▸ EXERCISE DETAILS:
Present the following entries again, word for word and in full.
------------------------------
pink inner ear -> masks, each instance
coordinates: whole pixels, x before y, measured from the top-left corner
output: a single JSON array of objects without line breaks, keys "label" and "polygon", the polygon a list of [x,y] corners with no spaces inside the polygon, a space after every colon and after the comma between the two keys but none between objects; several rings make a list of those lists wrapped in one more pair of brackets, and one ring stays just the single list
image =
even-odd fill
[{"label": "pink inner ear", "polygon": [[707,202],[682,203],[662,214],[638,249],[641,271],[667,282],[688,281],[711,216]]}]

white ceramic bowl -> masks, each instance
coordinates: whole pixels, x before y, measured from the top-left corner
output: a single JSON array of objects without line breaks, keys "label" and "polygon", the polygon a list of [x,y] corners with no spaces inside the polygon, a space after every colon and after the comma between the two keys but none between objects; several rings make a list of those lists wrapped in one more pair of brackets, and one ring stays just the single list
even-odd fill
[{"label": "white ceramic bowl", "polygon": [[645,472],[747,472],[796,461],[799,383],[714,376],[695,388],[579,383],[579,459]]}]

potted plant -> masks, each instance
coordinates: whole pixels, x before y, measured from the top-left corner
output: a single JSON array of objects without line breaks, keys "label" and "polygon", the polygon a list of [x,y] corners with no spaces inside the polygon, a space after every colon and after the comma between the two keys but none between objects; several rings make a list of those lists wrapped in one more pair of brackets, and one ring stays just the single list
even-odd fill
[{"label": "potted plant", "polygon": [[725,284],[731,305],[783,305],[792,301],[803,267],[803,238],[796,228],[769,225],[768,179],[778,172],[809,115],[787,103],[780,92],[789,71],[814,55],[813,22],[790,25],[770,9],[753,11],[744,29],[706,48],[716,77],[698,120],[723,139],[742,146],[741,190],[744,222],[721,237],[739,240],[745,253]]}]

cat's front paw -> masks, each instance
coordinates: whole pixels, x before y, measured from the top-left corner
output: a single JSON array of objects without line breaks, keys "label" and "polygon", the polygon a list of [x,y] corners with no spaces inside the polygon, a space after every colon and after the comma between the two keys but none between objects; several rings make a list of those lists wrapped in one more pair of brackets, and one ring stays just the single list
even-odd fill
------------------------------
▸ RESPONSE TO THIS TASK:
pink inner ear -> masks, each instance
coordinates: whole pixels, x before y, measured from the top-left corner
output: a single JSON array of objects without line breaks, keys "label" and "polygon", the polygon a list of [x,y] corners with no spaces inside the polygon, a space after every colon and after the comma between the two keys but none between objects; several rings make a list of those lists wrapped in one more pair of brackets, and one ring stays just the single list
image =
even-odd fill
[{"label": "pink inner ear", "polygon": [[707,202],[682,203],[662,214],[638,249],[641,271],[667,282],[688,281],[711,216]]}]

white ceramic bowl -> masks, each instance
coordinates: whole pixels, x before y, measured from the top-left corner
output: a single JSON array of objects without line breaks, keys "label" and "polygon", the polygon a list of [x,y] corners with no spaces inside the polygon, a space after every colon and after the comma between the two keys but none between objects; several rings make a list of those lists wrapped in one more pair of brackets, and one ring stays just the single list
even-odd fill
[{"label": "white ceramic bowl", "polygon": [[645,472],[747,472],[796,461],[799,383],[714,376],[695,388],[579,383],[579,459]]}]

potted plant -> masks, each instance
coordinates: whole pixels, x before y, measured from the top-left corner
output: a single JSON array of objects without line breaks, keys "label" and "polygon", the polygon a list of [x,y] corners with no spaces inside the polygon, a space after every colon and after the comma between the two keys but none between objects; several rings make a list of those lists wrapped in one more pair of brackets, and one ring stays just the single list
even-odd fill
[{"label": "potted plant", "polygon": [[725,284],[731,305],[783,305],[792,301],[803,267],[803,238],[796,228],[769,225],[768,179],[778,172],[809,115],[787,103],[780,92],[789,71],[814,55],[813,22],[790,25],[770,9],[753,11],[744,29],[706,48],[716,77],[698,120],[723,139],[742,146],[741,190],[744,222],[721,237],[739,240],[745,253]]}]

cat's front paw -> masks, each instance
coordinates: whole pixels, x before y, measured from the top-left corner
output: a single JSON array of objects without line breaks, keys "label" and "polygon", the polygon a list of [x,y] corners with no spaces inside the polygon, a space after every colon and after the comma between the two keys but none between objects; several rings make a list of those lists wrapped in one more pair of brackets, and one ring stays just the single list
even-odd fill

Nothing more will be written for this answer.